-- Excerpted data --
▬▬▬▬▬▬▬▬▬▬

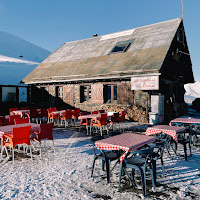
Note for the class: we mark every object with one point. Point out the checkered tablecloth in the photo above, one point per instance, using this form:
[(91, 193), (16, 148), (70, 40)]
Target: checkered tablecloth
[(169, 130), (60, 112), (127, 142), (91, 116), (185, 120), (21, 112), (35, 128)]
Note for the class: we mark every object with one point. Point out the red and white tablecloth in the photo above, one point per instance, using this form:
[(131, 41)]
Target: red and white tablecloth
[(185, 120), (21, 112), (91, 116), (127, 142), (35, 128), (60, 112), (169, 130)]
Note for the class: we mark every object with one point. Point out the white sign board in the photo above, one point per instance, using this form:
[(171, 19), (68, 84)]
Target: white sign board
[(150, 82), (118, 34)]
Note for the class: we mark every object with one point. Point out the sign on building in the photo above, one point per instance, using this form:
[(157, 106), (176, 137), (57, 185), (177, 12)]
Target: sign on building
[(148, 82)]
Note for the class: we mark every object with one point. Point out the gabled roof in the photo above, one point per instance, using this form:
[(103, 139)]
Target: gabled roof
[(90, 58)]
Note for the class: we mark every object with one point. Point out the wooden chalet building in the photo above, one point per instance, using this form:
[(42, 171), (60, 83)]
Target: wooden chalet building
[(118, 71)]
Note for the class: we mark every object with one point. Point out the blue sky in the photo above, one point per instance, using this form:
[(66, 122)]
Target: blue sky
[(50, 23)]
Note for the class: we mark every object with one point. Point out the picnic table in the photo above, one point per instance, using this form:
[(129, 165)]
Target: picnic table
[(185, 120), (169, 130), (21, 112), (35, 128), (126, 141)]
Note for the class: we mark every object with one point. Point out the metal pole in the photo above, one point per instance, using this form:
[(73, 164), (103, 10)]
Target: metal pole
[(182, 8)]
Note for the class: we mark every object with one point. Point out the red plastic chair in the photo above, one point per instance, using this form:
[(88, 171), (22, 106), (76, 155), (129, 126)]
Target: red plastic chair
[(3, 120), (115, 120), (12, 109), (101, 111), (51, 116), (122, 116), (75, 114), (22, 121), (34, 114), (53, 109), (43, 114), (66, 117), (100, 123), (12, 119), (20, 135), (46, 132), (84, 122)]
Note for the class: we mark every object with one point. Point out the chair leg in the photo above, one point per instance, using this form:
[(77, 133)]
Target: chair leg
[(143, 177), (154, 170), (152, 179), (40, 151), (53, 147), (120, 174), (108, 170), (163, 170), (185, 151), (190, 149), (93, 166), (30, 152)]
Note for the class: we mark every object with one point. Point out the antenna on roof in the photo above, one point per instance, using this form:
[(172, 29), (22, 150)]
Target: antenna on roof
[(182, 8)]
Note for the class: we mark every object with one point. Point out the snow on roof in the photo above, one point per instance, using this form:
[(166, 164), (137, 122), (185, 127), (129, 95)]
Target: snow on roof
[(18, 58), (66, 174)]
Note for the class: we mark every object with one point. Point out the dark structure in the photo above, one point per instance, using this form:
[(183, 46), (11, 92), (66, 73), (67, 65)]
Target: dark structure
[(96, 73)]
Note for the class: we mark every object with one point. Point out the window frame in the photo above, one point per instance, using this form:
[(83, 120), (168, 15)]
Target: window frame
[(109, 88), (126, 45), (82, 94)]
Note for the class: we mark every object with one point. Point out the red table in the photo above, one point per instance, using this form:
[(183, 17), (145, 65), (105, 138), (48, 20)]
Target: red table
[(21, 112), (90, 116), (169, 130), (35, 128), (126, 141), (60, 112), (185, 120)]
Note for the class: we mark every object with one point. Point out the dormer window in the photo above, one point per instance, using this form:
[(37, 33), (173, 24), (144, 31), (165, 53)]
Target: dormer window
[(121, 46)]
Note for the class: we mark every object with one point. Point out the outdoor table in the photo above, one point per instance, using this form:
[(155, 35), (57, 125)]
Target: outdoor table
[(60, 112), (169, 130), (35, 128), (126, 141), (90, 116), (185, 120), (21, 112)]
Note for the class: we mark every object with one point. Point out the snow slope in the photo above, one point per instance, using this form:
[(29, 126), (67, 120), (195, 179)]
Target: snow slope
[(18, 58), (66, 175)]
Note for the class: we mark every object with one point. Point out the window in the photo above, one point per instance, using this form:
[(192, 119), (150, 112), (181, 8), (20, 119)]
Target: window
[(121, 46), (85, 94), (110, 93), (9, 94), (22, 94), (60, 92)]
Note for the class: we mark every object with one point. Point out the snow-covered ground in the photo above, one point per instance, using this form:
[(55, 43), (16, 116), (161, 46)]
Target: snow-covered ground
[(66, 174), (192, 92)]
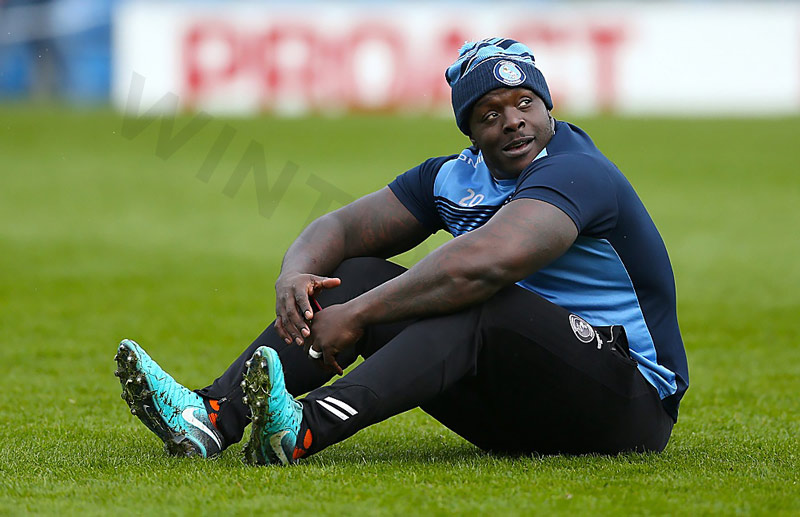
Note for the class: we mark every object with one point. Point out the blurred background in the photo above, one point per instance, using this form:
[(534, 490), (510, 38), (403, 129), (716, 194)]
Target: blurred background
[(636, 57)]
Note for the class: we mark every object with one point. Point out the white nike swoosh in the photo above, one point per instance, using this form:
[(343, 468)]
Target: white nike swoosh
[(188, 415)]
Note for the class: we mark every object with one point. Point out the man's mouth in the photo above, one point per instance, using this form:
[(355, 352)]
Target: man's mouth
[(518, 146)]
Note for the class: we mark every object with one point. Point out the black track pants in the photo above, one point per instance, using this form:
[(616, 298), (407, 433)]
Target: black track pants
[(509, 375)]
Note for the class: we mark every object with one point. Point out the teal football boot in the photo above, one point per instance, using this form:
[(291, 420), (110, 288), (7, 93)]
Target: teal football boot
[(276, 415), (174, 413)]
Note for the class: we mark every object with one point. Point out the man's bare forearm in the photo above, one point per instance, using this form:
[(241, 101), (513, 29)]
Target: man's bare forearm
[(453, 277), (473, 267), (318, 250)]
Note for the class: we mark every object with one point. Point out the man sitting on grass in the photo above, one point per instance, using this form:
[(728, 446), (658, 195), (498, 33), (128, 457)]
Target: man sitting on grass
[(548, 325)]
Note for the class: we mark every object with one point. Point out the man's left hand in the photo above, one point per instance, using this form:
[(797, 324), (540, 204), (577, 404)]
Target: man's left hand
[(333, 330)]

▬▬▬▬▬▬▬▬▬▬

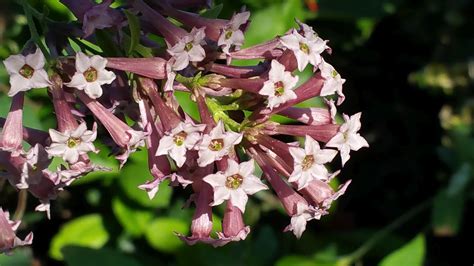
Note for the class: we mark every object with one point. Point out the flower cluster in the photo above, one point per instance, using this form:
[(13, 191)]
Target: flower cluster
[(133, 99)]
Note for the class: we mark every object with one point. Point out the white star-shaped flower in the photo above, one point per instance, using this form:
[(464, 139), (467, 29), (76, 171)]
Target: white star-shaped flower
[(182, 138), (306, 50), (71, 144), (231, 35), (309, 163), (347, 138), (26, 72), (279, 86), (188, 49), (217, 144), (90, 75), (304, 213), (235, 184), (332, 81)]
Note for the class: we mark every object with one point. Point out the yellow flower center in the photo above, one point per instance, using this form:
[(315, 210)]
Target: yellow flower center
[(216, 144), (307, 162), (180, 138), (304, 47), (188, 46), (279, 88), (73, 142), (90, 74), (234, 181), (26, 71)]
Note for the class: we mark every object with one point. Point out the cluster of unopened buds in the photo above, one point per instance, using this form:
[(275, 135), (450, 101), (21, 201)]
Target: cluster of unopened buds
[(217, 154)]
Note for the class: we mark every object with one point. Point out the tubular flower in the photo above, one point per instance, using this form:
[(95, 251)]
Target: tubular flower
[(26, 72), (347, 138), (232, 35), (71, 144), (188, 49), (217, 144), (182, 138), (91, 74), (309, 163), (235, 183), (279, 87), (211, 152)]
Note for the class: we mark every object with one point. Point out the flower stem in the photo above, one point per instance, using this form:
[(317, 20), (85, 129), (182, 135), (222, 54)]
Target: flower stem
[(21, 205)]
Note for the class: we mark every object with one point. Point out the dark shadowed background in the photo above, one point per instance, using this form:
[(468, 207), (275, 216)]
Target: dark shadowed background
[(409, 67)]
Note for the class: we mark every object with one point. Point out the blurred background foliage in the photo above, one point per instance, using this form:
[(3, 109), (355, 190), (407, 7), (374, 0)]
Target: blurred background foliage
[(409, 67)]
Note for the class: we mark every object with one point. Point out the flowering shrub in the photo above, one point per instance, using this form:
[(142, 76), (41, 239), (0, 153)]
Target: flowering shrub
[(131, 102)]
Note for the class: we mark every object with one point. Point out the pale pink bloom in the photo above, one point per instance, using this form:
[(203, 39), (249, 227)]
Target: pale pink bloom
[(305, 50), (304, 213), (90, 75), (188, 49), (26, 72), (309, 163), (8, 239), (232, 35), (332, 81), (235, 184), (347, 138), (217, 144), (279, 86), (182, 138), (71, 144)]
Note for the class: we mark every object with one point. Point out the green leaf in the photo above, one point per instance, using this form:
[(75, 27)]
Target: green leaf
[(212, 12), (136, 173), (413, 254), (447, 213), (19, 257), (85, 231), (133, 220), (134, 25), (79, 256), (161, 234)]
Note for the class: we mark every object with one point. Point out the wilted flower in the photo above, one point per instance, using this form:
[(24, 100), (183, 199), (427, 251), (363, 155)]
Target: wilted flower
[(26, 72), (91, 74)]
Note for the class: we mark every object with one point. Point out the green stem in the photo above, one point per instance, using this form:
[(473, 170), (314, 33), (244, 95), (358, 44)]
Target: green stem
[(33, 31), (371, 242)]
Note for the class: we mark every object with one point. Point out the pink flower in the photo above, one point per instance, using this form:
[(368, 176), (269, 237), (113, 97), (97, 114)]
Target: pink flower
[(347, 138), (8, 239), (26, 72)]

▬▬▬▬▬▬▬▬▬▬

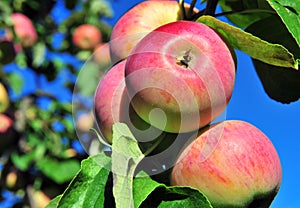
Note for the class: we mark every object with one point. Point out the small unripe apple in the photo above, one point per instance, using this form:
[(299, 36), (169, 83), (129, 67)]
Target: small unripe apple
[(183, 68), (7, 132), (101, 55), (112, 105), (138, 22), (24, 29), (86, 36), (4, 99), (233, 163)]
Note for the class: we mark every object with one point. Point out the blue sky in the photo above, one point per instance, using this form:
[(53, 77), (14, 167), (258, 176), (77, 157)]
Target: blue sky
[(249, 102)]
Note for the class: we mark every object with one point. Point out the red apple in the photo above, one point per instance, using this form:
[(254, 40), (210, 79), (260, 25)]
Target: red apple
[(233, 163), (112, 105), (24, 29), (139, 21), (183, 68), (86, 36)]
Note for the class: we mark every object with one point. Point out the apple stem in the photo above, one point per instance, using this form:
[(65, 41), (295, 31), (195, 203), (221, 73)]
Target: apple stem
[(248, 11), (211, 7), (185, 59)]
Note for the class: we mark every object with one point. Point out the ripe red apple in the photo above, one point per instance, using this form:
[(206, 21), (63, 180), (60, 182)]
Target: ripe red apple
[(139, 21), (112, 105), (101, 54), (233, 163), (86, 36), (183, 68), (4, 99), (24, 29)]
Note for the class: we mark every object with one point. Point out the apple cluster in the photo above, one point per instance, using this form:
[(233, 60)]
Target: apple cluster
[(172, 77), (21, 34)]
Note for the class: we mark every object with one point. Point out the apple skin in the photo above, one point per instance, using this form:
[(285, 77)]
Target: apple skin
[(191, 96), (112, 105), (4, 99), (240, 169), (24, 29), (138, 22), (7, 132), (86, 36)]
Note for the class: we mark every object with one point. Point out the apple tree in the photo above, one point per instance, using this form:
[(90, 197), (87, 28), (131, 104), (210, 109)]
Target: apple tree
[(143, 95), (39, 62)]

▬▬▬▬▬▬▬▬▬▬

-- What to work on --
Rewrite the part of the material that opens with the line containing "the man sitting" and closes with the line containing "[(548, 325)]". Shift every coordinate in the answers up by 6 and leave all other lines unchanged.

-- Expected answer --
Note for the class: we mark every object with one point. Point out the man sitting on grass in the photo above, one point per instance, using this form:
[(728, 446), (658, 195), (498, 33), (128, 457)]
Target: man sitting on grass
[(554, 331)]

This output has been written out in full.